_Source document_:
Then square-jawed, tough-minded buyout kings like Mitt Romney and the fictional Gordon Gekko came to the rescue, imposing financial and work discipline.
Sure, some people didn’t like it, and, sure, they made a lot of money for themselves along the way. But the result was a great economic revival, whose benefits trickled down to everyone.
You can see why Wall Street likes this story. But none of it — except the bit about the Gekkos and the Romneys making lots of money — is true.
For the alleged productivity surge never actually happened. In fact, overall business productivity in America grew faster in the postwar generation, an era in which banks were tightly regulated and private equity barely existed, than it has since our political system decided that greed was good.
What about international competition? We now think of America as a nation doomed to perpetual trade deficits, but it was not always thus. From the 1950s through the 1970s, we generally had more or less balanced trade, exporting about as much as we imported. The big trade deficits only started in the Reagan years, that is, during the era of runaway finance.
And what about that trickle-down? It never took place. There have been significant productivity gains these past three decades, although not on the scale that Wall Street’s self-serving legend would have you believe. However, only a small part of those gains got passed on to American workers.
So, no, financial wheeling and dealing did not do wonders for the American economy, and there are real questions about why, exactly, the wheeler-dealers have made so much money while generating such dubious results.
Those are, however, questions that the wheeler-dealers don’t want asked — and not, I think, just because they want to defend their tax breaks and other privileges. It’s also an ego thing.

_Listed entries_:
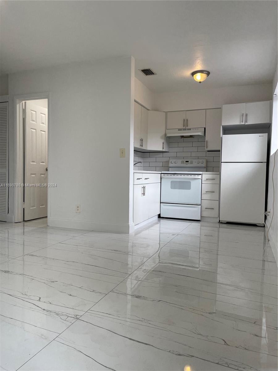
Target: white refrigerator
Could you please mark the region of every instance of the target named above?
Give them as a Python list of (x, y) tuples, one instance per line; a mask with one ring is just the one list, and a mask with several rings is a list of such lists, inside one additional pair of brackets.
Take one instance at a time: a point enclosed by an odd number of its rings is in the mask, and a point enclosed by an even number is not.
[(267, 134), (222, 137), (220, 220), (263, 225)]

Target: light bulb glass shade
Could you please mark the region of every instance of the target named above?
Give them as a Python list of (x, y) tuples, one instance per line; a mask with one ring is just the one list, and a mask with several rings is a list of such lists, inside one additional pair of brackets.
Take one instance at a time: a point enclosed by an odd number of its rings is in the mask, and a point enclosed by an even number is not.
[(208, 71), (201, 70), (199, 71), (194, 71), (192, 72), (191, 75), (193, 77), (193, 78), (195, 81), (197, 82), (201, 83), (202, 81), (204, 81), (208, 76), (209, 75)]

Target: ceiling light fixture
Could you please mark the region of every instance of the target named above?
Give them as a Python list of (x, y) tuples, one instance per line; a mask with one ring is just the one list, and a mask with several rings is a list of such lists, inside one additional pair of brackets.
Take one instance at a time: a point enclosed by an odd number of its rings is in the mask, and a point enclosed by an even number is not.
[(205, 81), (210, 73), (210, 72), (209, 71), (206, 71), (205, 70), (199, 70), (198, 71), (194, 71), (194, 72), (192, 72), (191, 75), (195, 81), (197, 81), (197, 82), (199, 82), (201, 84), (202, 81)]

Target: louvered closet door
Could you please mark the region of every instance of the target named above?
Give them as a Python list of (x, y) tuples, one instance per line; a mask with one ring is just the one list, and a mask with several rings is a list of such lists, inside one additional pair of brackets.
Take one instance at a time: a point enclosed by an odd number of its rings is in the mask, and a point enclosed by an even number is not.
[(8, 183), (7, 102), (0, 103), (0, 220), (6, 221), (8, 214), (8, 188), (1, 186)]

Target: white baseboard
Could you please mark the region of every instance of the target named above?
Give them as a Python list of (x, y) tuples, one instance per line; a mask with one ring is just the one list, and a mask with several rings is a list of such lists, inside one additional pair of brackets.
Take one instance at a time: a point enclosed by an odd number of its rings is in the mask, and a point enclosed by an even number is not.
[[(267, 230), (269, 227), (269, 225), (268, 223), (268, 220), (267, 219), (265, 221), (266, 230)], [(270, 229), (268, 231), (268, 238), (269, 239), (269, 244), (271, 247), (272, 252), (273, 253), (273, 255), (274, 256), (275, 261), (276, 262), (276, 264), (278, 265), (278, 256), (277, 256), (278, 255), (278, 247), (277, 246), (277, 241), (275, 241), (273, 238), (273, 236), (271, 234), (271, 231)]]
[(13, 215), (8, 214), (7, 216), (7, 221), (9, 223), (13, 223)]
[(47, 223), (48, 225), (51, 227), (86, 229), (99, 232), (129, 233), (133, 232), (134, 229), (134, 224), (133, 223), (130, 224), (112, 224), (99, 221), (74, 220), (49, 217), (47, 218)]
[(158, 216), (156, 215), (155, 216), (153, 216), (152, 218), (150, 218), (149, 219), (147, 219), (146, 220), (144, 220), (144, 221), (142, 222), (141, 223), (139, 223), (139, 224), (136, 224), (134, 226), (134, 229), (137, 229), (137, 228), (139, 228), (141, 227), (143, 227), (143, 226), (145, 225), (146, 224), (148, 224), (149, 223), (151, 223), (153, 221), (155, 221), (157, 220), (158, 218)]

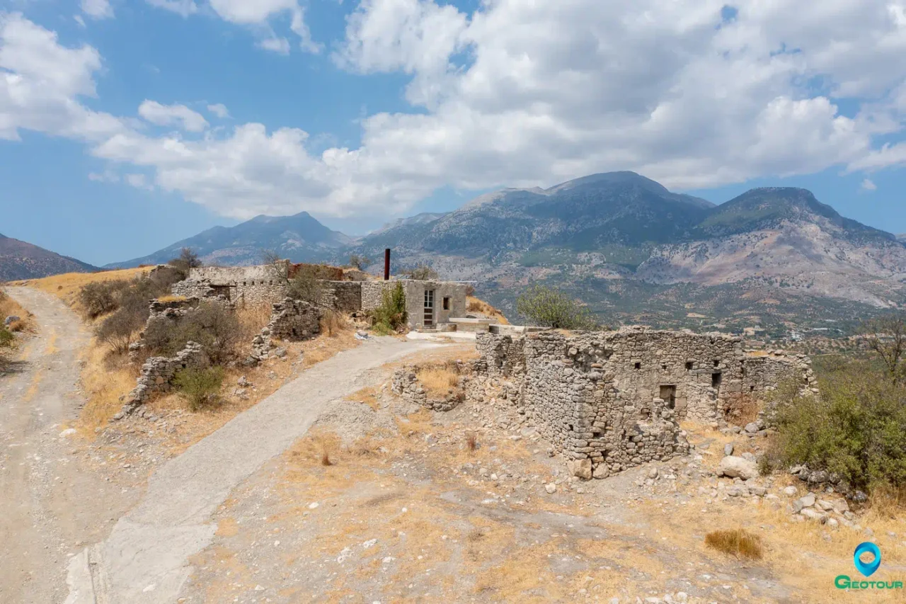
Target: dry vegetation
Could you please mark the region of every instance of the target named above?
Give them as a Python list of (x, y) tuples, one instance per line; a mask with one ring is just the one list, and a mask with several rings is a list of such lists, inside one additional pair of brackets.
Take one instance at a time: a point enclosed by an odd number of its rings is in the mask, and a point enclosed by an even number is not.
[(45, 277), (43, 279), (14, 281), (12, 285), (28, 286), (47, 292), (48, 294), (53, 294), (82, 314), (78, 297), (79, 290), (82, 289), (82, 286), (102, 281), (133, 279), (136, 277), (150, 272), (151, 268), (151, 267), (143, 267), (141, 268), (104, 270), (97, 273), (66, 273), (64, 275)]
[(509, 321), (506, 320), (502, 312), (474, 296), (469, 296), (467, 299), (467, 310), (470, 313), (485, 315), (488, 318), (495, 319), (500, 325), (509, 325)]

_What needs to be done_: Please return the part of the Wall Street essay above from "Sure, some people" up to and including "greed was good.", copied word for word.

_Reply to the task_:
Sure, some people didn’t like it, and, sure, they made a lot of money for themselves along the way. But the result was a great economic revival, whose benefits trickled down to everyone.
You can see why Wall Street likes this story. But none of it — except the bit about the Gekkos and the Romneys making lots of money — is true.
For the alleged productivity surge never actually happened. In fact, overall business productivity in America grew faster in the postwar generation, an era in which banks were tightly regulated and private equity barely existed, than it has since our political system decided that greed was good.